§ **Given task A**
In the article on R-squared and adjusted R-squared, which two methods are called the straightforward ways to evaluate a regression model's performance?
§ **Given task B**
Carry on the article about R-squared and adjusted R-squared from its last line.

-------- Article --------

# Difference Between R-Squared and Adjusted R-Squared

# Difference Between R-Squared and Adjusted R-Squared

While building regression algorithms, the common question which comes to our mind is **how to evaluate regression models**. Even though we are having various statistics to quantify the regression models performance, the straight forward methods are R-Squared and Adjusted R-Squared.

People tend to use the R Squared method, but the catch is r-squared alone is not a good measure for evaluating the regression models. Where comes the hero 🙂 adjusted r-square method.

Learn the key difference between r-squared and adjusted r-squared. #machinelearning #datascience #regression

Even in data science interviews the frequent asked question is

Could you please explain the key difference betweenR-Squared and Adjusted R-Squared?

Do you the answer for that

You are crystal clear about r squared but forgot about adjusted r-squared right. Don’t worry, these concepts are a bit confusing. All we need is a regular refresh on the concepts, not regular but at least before you start looking for a new data scientist job.

This article is an ideal place for this.

We hope you are aware of the R Squared method. Still if you are not aware of the R Squared method, state tune till the end of this article. You will learn all the topics along with the key differences between R Squared and Adjusted R Square.

Before we drive further, let’s see the table of contents for this article.

Let’s start with understanding the key concepts in regression concepts, these concepts are not about the regression algorithm. These concepts are the basic blocks which help in understanding the key between R-squared and Adjusted R-Squared in a much deeper level.

Why wait, let’s start!

-------- Record set --------

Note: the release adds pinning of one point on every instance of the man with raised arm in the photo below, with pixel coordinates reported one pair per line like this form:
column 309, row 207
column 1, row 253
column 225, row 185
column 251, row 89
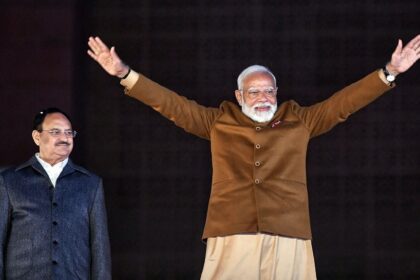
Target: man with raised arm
column 257, row 224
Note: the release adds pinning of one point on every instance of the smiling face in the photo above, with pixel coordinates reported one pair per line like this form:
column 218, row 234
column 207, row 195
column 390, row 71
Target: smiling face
column 54, row 149
column 258, row 96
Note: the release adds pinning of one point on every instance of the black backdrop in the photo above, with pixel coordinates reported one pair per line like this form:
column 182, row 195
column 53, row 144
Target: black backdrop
column 363, row 176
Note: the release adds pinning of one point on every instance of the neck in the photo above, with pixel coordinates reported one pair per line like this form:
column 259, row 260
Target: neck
column 51, row 161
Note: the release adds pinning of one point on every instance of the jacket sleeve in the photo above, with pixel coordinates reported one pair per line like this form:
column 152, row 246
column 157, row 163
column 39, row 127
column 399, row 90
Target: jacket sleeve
column 189, row 115
column 99, row 238
column 321, row 117
column 4, row 225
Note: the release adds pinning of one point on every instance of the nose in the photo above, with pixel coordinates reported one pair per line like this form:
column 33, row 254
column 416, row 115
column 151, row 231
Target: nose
column 262, row 97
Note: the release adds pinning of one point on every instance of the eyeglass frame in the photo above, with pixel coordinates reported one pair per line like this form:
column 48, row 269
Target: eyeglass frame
column 254, row 95
column 55, row 132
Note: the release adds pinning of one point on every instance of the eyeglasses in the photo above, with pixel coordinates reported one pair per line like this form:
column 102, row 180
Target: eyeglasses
column 57, row 132
column 255, row 92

--------

§ **Written answer A**
R-Squared and Adjusted R-Squared.

§ **Written answer B**
## Basic regression concepts

Unlike any machine learning classification algorithms, the regression models are having various evaluation methods. These evaluation methods are completely different from the classification evaluation methods.

For any regression model evaluation method aim is to show how the **residuals are distributed**. The way the residuals are used in various formulas changes from one evaluation method to another.

To understand about R-Squared and Adjusted R-Squared we need to know the below basic concepts. In a way we need to get the answers for the below questions.

- What is Error/Residuals?
- What residual Sum of squares?
- What is the total sum of squares?

Let’s start the discussion with residuals.

### What is Error/Residuals?

Suppose we have two line equations. If someone asks,

Is the two equations aredifferent or not?

How do we answer that?

The simplest way is to see how the two equations are different in a graphical way and see if each data point in the two lines are deviating or separated.

Now let’s come to the regression model. When we build regression models, we will have two line equations.

- Line plotted using the actual data
- Line plotted using the forecasted data

To add more context to the discussion, let’s say we are forecasting **sales** for a product using the historical sales data. In our case one line is the actual sales graph and the other is the furcating sales graph.

The difference between the individual actual and the forecasted sales is the called as **residuals** or error.

If you see the above graph the line is the actual sale graph and the **blue dots** are the forecasted sales, the difference between the actual sales and the forecasted sales is the residuals at individual level. In the image which is represented in **dotted lines**.

The sum of all the residuals is called the **total error**.

### What is Residual Sum of Squares?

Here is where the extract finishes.